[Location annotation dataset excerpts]

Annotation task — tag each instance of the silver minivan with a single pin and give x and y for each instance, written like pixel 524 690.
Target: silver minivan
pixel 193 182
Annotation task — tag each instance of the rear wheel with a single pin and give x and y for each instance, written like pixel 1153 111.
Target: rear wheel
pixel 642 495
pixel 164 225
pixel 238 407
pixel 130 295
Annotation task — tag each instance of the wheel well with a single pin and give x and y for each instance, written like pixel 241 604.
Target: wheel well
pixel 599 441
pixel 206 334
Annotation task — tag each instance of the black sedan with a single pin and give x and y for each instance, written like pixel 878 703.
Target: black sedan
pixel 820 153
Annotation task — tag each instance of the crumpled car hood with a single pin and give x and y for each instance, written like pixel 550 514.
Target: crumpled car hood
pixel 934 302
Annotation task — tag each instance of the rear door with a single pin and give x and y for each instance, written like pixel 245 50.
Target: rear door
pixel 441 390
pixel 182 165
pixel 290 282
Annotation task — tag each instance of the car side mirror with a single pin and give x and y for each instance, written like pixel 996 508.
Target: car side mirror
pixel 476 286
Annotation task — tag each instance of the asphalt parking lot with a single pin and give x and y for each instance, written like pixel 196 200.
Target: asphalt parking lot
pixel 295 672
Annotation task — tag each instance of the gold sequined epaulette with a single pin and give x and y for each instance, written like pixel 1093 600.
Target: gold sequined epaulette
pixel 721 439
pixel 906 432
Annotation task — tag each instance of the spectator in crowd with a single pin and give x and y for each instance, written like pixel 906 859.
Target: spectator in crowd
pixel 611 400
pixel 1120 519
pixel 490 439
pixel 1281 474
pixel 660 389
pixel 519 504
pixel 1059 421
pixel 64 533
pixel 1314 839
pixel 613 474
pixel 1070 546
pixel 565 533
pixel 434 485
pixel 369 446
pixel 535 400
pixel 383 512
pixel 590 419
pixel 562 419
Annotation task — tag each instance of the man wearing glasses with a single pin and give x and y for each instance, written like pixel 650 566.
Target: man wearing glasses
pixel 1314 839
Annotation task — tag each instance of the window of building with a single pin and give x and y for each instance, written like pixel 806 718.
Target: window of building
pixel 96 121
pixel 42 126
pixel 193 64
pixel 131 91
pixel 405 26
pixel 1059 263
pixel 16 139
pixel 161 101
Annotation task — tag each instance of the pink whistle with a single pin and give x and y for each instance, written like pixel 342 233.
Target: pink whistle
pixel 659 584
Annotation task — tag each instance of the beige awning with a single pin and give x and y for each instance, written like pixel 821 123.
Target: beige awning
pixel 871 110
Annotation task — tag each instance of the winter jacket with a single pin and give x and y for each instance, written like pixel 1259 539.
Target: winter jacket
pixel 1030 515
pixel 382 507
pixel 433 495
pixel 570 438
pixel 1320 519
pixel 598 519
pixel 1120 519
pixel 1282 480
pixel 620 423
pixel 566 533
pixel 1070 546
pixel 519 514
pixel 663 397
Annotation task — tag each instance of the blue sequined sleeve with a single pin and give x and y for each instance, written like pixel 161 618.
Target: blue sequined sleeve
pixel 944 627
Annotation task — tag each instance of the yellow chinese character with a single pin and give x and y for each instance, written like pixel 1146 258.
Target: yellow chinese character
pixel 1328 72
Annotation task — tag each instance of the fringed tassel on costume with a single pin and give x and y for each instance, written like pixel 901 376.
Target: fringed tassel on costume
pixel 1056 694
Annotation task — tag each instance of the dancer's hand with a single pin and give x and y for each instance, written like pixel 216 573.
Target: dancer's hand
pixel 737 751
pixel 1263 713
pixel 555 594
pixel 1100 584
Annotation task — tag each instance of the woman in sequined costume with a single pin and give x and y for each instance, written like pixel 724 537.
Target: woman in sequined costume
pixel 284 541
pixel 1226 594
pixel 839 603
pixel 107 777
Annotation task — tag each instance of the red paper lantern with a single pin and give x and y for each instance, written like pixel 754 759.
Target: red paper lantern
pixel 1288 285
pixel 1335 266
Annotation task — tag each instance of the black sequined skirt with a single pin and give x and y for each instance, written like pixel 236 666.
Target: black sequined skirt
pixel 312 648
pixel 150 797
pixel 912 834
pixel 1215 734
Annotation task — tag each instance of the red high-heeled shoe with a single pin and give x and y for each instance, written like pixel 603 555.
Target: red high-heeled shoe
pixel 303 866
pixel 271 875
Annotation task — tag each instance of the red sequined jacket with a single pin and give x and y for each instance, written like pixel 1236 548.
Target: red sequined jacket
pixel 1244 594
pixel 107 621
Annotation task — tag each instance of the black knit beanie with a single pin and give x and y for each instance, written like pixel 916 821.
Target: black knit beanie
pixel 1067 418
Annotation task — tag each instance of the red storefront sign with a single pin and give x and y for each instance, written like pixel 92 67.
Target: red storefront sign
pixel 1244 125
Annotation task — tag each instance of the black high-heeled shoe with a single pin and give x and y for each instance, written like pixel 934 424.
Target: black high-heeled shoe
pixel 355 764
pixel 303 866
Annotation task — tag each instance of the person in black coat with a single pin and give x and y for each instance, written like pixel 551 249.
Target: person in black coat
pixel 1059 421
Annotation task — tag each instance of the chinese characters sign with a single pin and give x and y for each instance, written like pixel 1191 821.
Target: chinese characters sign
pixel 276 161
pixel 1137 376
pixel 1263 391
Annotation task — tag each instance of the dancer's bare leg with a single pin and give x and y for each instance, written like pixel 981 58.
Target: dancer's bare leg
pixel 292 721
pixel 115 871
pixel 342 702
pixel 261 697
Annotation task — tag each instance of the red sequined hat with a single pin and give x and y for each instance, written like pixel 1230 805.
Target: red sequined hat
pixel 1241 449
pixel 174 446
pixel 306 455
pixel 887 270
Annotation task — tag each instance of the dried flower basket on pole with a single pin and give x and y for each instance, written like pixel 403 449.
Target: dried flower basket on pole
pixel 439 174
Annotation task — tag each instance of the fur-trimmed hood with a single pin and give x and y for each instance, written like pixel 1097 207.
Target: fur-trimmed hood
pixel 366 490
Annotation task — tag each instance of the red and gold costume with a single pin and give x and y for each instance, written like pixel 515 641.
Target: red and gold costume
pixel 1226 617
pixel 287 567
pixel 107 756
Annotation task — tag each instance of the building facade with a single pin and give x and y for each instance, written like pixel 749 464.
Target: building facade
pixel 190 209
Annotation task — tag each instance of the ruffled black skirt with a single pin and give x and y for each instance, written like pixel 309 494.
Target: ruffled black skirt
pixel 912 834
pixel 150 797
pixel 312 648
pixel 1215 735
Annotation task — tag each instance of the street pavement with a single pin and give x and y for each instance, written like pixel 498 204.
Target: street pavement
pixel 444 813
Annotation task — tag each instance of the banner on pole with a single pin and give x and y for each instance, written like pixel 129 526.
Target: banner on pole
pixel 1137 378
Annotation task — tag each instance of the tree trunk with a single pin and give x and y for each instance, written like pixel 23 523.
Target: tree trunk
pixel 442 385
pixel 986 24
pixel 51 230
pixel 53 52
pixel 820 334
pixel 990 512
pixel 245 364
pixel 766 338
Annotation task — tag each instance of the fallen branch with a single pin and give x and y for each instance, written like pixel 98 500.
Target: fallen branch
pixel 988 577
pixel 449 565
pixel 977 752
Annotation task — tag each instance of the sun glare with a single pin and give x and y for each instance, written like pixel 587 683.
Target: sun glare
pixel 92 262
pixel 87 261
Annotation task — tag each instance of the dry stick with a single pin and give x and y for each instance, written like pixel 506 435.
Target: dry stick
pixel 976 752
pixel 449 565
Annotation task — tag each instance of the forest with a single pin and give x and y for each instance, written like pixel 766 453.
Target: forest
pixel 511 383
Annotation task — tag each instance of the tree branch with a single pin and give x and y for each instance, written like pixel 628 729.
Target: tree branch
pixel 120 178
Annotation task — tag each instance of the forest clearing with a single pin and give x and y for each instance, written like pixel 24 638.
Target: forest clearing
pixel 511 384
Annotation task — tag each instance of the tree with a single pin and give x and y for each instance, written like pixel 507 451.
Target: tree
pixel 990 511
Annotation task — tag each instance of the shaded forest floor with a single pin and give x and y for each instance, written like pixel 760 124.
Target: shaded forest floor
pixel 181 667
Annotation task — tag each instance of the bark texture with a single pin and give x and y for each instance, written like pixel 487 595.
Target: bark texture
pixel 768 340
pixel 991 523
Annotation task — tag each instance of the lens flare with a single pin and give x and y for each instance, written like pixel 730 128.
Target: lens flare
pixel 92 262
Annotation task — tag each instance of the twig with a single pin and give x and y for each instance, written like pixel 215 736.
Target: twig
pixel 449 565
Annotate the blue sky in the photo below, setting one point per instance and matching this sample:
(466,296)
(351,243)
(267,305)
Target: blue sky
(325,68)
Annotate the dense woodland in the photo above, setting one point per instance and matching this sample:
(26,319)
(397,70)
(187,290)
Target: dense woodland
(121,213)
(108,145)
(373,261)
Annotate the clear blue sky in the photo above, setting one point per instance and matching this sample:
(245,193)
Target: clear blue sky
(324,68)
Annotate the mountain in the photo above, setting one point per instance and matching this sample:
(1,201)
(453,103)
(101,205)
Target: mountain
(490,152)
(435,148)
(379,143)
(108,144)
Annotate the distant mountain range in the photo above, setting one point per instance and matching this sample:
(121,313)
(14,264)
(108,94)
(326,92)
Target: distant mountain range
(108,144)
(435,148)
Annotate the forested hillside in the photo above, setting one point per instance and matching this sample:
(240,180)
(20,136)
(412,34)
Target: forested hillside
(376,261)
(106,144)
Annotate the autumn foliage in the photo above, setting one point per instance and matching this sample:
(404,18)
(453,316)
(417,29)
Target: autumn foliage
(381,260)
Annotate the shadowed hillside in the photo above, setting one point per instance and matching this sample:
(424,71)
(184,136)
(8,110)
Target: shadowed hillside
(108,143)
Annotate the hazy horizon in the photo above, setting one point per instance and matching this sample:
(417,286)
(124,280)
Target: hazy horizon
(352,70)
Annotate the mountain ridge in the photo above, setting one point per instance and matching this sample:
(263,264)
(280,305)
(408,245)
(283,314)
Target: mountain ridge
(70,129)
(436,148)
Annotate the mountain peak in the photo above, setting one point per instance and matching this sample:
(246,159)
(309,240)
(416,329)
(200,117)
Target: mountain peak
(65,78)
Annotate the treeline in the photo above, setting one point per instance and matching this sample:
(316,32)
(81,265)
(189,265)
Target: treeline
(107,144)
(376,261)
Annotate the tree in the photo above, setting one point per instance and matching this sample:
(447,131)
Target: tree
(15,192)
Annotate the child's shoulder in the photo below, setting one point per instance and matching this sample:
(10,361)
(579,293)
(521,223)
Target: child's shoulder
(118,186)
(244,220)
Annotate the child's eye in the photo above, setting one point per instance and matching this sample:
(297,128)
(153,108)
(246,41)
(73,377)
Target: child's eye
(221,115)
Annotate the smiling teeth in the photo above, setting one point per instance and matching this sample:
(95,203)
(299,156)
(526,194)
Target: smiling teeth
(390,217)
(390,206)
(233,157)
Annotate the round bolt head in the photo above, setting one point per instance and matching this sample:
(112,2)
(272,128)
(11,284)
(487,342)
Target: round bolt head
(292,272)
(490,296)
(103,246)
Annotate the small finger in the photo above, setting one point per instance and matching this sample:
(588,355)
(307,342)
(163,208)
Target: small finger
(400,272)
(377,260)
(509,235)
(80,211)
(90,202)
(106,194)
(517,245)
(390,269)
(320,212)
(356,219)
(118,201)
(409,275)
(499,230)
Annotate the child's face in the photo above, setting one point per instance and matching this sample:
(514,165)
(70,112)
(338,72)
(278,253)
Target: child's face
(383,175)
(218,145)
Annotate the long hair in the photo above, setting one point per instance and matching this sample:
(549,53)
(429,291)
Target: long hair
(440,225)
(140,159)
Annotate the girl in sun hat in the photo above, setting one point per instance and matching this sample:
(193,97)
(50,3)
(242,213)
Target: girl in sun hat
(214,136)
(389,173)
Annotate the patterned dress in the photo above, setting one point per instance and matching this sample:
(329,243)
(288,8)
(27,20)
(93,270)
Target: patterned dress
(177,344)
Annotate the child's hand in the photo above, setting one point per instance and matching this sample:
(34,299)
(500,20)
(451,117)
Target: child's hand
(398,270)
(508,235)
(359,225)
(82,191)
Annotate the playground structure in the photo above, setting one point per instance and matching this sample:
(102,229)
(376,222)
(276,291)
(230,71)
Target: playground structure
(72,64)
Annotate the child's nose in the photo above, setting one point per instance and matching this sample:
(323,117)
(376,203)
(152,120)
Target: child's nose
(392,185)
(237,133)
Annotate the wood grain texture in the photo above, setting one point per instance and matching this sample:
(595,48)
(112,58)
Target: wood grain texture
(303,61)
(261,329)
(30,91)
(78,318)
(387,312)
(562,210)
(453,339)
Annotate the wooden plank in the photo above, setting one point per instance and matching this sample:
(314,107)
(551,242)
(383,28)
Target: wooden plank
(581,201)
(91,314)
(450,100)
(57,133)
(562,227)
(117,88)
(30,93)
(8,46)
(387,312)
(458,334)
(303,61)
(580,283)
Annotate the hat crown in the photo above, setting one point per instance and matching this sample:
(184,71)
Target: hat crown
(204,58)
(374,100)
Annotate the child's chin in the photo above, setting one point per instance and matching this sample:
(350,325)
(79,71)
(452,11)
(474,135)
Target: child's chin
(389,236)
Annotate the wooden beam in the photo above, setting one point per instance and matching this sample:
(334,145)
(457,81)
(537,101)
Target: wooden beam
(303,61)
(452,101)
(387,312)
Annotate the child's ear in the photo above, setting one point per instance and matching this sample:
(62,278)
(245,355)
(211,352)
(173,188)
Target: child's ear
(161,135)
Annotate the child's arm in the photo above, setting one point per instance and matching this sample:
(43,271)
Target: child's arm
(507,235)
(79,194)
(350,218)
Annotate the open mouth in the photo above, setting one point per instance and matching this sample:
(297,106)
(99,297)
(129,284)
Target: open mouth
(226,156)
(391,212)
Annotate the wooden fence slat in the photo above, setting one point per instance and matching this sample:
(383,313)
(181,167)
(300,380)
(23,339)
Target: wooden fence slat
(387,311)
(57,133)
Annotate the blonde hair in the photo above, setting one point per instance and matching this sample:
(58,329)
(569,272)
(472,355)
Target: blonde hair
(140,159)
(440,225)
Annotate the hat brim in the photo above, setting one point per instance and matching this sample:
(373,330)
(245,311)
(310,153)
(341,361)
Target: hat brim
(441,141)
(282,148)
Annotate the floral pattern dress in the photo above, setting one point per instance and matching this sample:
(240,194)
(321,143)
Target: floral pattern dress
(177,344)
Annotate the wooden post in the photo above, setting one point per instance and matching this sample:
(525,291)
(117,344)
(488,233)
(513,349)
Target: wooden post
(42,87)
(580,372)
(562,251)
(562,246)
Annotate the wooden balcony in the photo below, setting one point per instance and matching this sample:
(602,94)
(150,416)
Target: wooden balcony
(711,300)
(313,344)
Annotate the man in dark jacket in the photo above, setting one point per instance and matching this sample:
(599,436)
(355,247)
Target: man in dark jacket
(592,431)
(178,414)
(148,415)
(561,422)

Problem to work on | Reproduce the material from the line with "Annotation task — tag each instance of the window" to the line with "pixel 107 777", substituting "down jacket" for every "winter jacket" and leaving everything else unchanged. Give only those lines.

Full answer |
Annotation task — tag each instance of the window of building with a single pin and give x and y for each instance, written like pixel 806 718.
Target: window of building
pixel 96 121
pixel 42 126
pixel 193 64
pixel 131 91
pixel 405 26
pixel 1059 263
pixel 16 139
pixel 161 101
Annotation task — tag each instance of the pink whistle with a single pin and give x and y for each instance, written like pixel 342 233.
Target: pink whistle
pixel 659 584
Annotation task — tag each instance of the beige awning with a single pin and give x and y for each instance, written like pixel 821 123.
Target: beige awning
pixel 871 110
Annotation task — tag each instance of the down jacket with a single pin and give x and y for each instance, written like pixel 1259 539.
Target: down jacket
pixel 1030 515
pixel 382 507
pixel 433 495
pixel 570 438
pixel 1320 519
pixel 598 519
pixel 1120 519
pixel 1282 480
pixel 620 423
pixel 566 533
pixel 1070 546
pixel 519 514
pixel 663 397
Annotation task — tag each instance of the blue sequined sleeve with a single pin and give x and y for each instance, written like pixel 161 618.
Target: blue sequined sleeve
pixel 944 627
Annotation task — tag each instance of the yellow chinese character with a single pin and give x and y for each instance, written like pixel 1146 258.
Target: yellow chinese character
pixel 1328 72
Annotation task — tag each instance of the fringed tassel on costume with a single pin and give x and y for each instance, written like pixel 901 376.
Target: fringed tassel on costume
pixel 1056 694
Annotation task — tag each instance of the dancer's hand with a single pin and give x and y for each instance, written like pixel 216 573.
Target: dancer's hand
pixel 737 751
pixel 1263 713
pixel 555 594
pixel 1100 584
Annotation task — tag each instance of the woman in sequined costume with a single pin and give x and y for each instance, written like pixel 724 537.
Target: woman in sequined costume
pixel 284 541
pixel 1226 594
pixel 839 603
pixel 107 777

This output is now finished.